▶ Data:
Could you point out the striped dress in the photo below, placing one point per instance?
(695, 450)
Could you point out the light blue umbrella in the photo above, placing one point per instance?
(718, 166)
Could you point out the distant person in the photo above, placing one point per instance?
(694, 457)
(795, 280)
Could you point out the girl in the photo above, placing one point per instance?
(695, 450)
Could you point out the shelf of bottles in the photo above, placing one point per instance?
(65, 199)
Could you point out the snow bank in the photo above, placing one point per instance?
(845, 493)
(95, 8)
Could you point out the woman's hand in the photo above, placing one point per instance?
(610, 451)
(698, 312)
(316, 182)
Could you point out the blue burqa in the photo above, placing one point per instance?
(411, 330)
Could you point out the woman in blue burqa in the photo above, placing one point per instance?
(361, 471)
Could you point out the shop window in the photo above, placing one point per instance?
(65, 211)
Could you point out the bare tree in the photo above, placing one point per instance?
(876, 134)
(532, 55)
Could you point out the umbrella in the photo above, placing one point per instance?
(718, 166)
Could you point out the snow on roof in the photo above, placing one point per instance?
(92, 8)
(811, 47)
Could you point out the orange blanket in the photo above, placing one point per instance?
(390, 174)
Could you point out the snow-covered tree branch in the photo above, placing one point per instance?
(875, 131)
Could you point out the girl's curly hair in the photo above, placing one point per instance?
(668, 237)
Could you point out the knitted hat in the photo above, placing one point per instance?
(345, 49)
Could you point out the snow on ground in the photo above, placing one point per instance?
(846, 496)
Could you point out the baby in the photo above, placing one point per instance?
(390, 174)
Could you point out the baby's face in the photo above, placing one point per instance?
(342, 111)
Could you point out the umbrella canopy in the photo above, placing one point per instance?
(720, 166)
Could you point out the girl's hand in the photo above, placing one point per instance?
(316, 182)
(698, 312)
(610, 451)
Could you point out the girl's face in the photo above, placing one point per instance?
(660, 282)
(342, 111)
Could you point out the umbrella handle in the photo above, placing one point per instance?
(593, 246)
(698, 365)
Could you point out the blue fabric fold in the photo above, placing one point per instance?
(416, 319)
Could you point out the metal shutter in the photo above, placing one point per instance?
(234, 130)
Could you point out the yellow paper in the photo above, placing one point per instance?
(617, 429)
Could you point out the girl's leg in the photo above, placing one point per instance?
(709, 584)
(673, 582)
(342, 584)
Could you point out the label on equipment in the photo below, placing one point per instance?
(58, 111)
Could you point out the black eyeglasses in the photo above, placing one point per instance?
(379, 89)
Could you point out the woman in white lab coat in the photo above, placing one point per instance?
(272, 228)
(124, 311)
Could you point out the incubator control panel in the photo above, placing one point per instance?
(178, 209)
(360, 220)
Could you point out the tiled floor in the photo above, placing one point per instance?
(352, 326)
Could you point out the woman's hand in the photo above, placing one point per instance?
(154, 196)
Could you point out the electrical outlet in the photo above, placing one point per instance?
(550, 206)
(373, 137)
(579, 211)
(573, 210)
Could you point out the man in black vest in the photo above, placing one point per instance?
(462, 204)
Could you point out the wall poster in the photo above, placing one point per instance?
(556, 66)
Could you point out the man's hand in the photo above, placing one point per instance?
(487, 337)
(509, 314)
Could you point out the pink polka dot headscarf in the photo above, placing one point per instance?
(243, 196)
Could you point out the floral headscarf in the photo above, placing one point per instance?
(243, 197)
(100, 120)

▶ The task:
Recopy all the lines exactly as they appear.

▶ Full answer:
Could you point out the striped dress in the photo below, placing one point per instance?
(695, 450)
Could you point out the light blue umbrella in the photo above, placing one point per instance?
(718, 166)
Could you point out the distant person in the photo above, placing one point per instance?
(694, 457)
(795, 280)
Could you point out the girl in the photo above, placing one point per instance?
(695, 450)
Could you point out the shelf of bottles in the photo above, placing one point per instance?
(65, 199)
Could you point out the snow bank in the photo above, placing one point per instance?
(845, 493)
(95, 8)
Could you point out the woman's hand in the photo above, placing one point per instance?
(610, 451)
(698, 312)
(316, 182)
Could you point out the blue burqa in the photo above, placing one point per instance?
(411, 330)
Could you point out the woman in blue burqa in the photo above, placing one point per instance?
(361, 471)
Could you point out the shop window in the photo above, placing one point per instance?
(65, 211)
Could you point out the bare tree in the photo above, placing one point per instance?
(876, 134)
(532, 55)
Could you point out the umbrella in the photo above, placing one point per instance?
(718, 166)
Could you point out the snow on roof in the photo above, placing one point per instance?
(92, 8)
(811, 47)
Could you point out the orange blanket in the photo above, placing one point per instance?
(390, 174)
Could you point out the snow-covered tree branch in the photo above, placing one point per instance?
(875, 131)
Could you point out the girl's curly hair in the photo above, placing one point per instance?
(668, 237)
Could you point out the knitted hat in the photo above, placing one point per instance?
(345, 49)
Could you point out the snow on ground in the photo above, placing one point per instance?
(846, 496)
Could you point out the baby in the photo above, placing one point per instance?
(390, 174)
Could you point out the baby's face in the photo above, placing one point per instance?
(342, 111)
Could you point out the umbrella canopy in the photo above, placing one point per instance?
(720, 166)
Could you point out the girl's hand in the photo above, placing one point per instance?
(316, 182)
(698, 312)
(610, 451)
Could you point out the girl's face in the photo above, placing one point per instance?
(660, 282)
(342, 111)
Could you point out the umbrella handle in the photo above, placing one point per instance?
(593, 246)
(698, 365)
Could you point out the blue fabric fold in the photo above, placing one point per instance?
(416, 319)
Could you point out the metal shutter in the photo above, placing one point per instance?
(234, 130)
Could you point out the yellow paper in the photo above, placing one point per instance?
(617, 429)
Could you point out the girl's leg in the photo above, placing one point per instance?
(709, 584)
(673, 582)
(342, 584)
Could you point out the label on equipment in the photo below, placing one point per instance?
(58, 111)
Could you point out the black eyeglasses in the photo above, placing one point per instance?
(379, 89)
Could you point out the woman in white lab coat in the photo above, placing one point per instance?
(272, 228)
(124, 311)
Could you point out the incubator control panel in the photo above, placing one point per instance?
(178, 209)
(360, 220)
Could you point out the tiled floor in the photo above, placing one point per instance?
(352, 326)
Could you point out the woman's hand in the photo above, placing one point per instance?
(154, 196)
Could you point out the electrical outlet in the photo above, placing one point per instance?
(550, 206)
(373, 137)
(579, 211)
(573, 210)
Could you point out the man in black vest in the photo above, placing one point per instance?
(462, 204)
Could you point out the wall poster in the photo above, placing one point per instance?
(556, 66)
Could you point out the man's hand in the photo above, placing one point per instance?
(487, 337)
(509, 314)
Could you point out the pink polka dot headscarf in the photo above, placing one point per instance?
(243, 196)
Could you point out the floral headscarf in the photo above, placing one point per instance?
(243, 197)
(100, 120)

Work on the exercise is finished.